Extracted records

* * * * * * *

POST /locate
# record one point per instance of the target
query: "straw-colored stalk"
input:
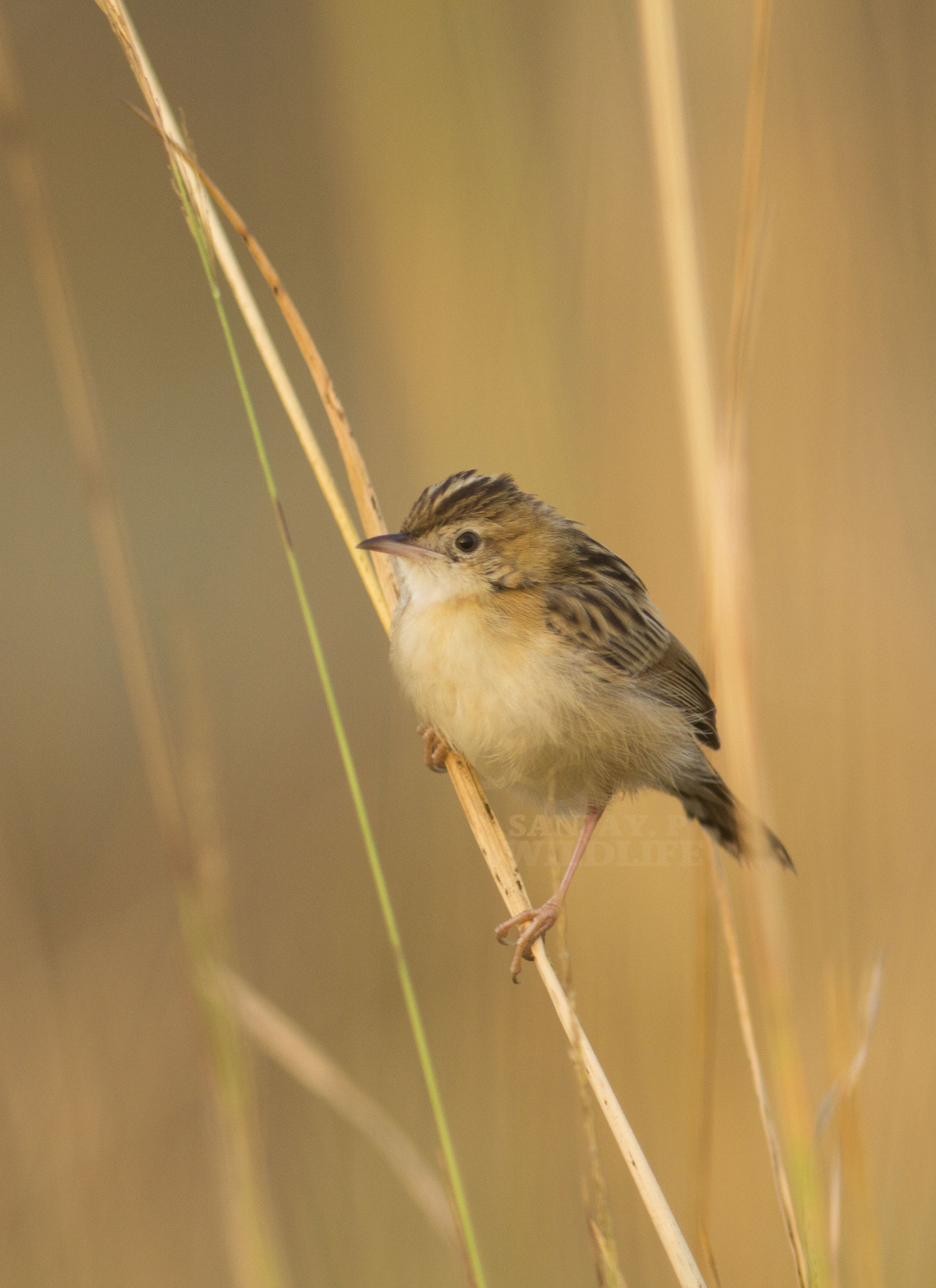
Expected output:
(838, 1116)
(487, 830)
(594, 1185)
(294, 1050)
(719, 492)
(257, 1260)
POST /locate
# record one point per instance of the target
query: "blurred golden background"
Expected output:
(461, 201)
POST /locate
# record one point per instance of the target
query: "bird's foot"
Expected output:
(536, 923)
(434, 748)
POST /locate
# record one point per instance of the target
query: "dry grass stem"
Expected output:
(500, 860)
(734, 960)
(706, 1009)
(719, 492)
(159, 106)
(594, 1185)
(255, 1256)
(75, 388)
(292, 1050)
(838, 1117)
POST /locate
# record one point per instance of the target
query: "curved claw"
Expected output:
(537, 923)
(434, 748)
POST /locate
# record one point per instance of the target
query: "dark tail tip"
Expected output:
(779, 849)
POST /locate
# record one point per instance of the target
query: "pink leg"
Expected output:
(538, 920)
(434, 748)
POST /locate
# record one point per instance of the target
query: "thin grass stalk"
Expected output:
(719, 496)
(257, 1258)
(487, 831)
(744, 1006)
(840, 1117)
(146, 77)
(594, 1185)
(206, 926)
(706, 1013)
(459, 1197)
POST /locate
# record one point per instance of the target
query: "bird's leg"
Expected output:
(434, 747)
(537, 921)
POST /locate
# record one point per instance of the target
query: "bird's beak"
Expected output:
(399, 545)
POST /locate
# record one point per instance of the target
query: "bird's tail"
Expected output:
(708, 800)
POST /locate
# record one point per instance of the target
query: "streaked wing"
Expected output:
(607, 612)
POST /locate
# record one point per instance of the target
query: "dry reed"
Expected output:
(718, 480)
(257, 1260)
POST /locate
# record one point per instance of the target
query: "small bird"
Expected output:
(536, 653)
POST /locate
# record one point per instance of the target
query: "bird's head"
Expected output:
(477, 533)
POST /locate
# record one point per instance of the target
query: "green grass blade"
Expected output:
(348, 762)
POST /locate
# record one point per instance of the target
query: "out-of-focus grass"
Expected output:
(455, 200)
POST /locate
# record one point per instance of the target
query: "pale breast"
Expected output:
(527, 709)
(487, 686)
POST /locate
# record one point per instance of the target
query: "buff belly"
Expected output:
(528, 713)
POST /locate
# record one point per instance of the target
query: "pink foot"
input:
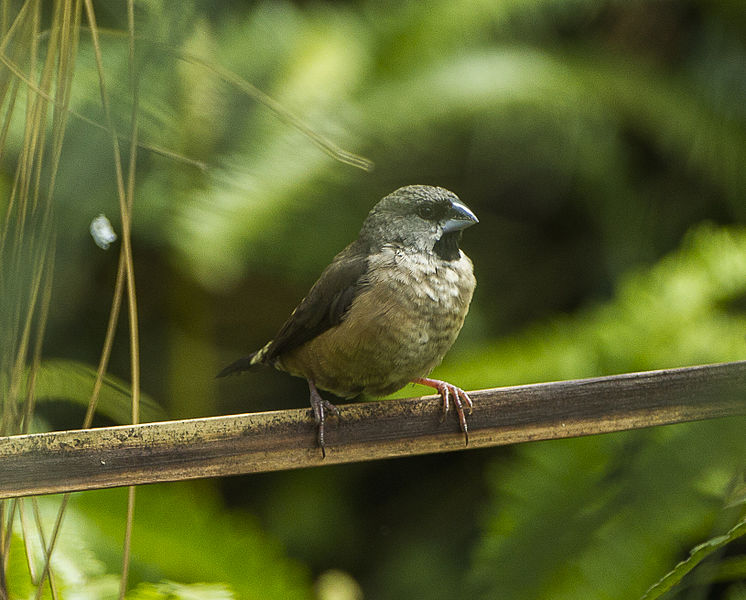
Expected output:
(460, 398)
(320, 407)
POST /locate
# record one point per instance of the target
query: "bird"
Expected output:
(385, 311)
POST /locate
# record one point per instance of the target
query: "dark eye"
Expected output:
(426, 211)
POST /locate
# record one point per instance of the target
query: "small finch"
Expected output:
(386, 310)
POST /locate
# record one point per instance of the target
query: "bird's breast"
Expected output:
(406, 316)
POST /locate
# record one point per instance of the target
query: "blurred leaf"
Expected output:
(696, 556)
(182, 532)
(169, 590)
(682, 311)
(600, 517)
(73, 381)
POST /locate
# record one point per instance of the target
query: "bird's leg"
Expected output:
(460, 398)
(320, 406)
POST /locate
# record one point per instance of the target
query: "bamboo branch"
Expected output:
(269, 441)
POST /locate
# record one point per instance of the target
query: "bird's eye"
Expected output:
(425, 211)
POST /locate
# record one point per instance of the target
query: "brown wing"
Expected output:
(325, 304)
(323, 307)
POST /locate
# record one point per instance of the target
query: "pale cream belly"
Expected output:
(390, 335)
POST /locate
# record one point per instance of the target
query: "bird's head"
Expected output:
(419, 218)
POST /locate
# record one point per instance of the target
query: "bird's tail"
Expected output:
(245, 363)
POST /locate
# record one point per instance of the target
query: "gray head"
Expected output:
(419, 218)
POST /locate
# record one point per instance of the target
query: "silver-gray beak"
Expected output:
(460, 217)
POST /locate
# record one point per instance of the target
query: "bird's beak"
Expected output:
(460, 217)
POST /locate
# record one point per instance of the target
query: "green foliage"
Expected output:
(175, 591)
(72, 381)
(683, 311)
(696, 556)
(183, 533)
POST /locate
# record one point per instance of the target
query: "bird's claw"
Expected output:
(460, 400)
(320, 406)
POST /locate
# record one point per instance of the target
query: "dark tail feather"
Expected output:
(242, 364)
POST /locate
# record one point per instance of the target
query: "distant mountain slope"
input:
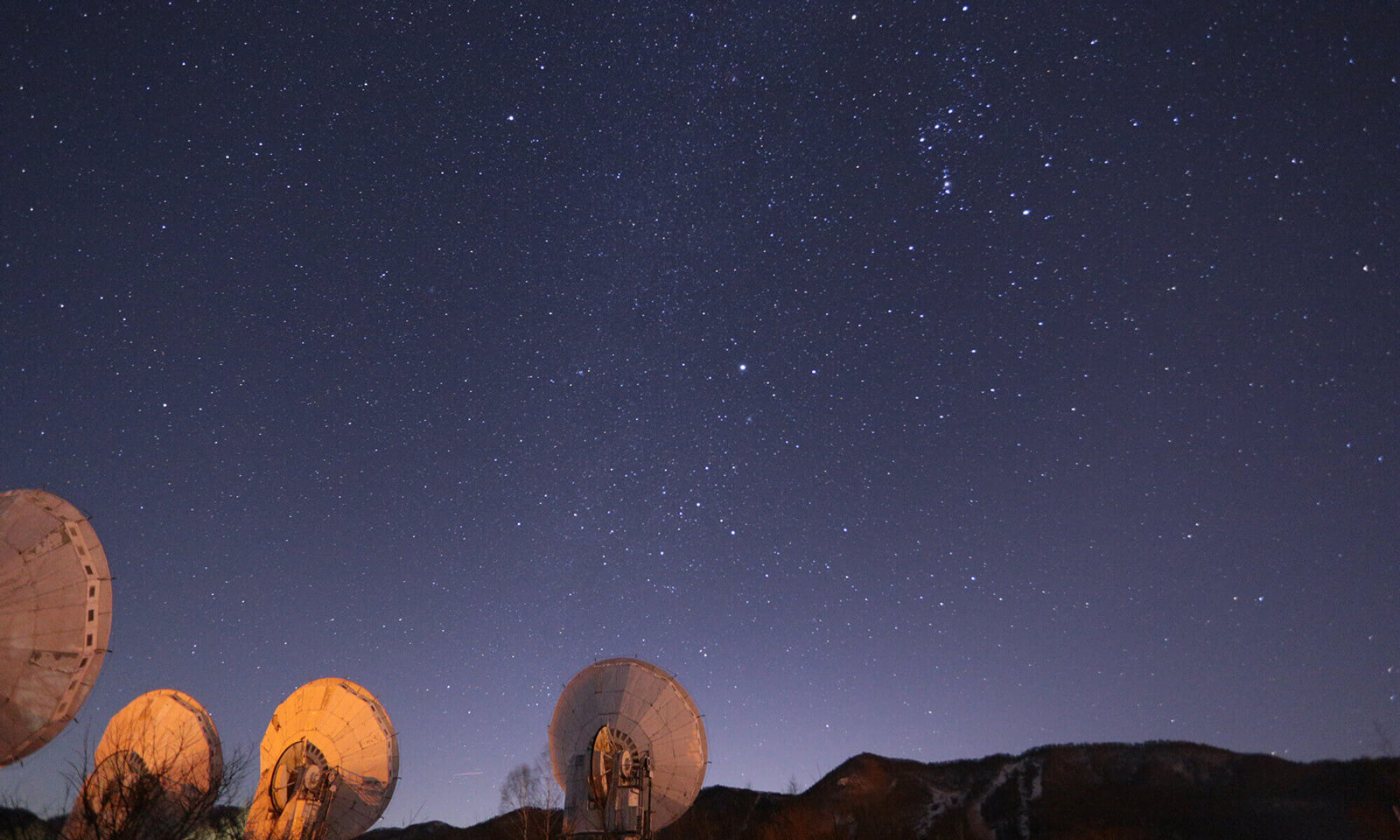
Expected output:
(1099, 791)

* * * * * * *

- PROBLEM TO WORK ON -
Copy each line of the records above that carries the word "breast".

- RESPONSE TO THIS EXERCISE -
query: "pale breast"
query: "bird's breast"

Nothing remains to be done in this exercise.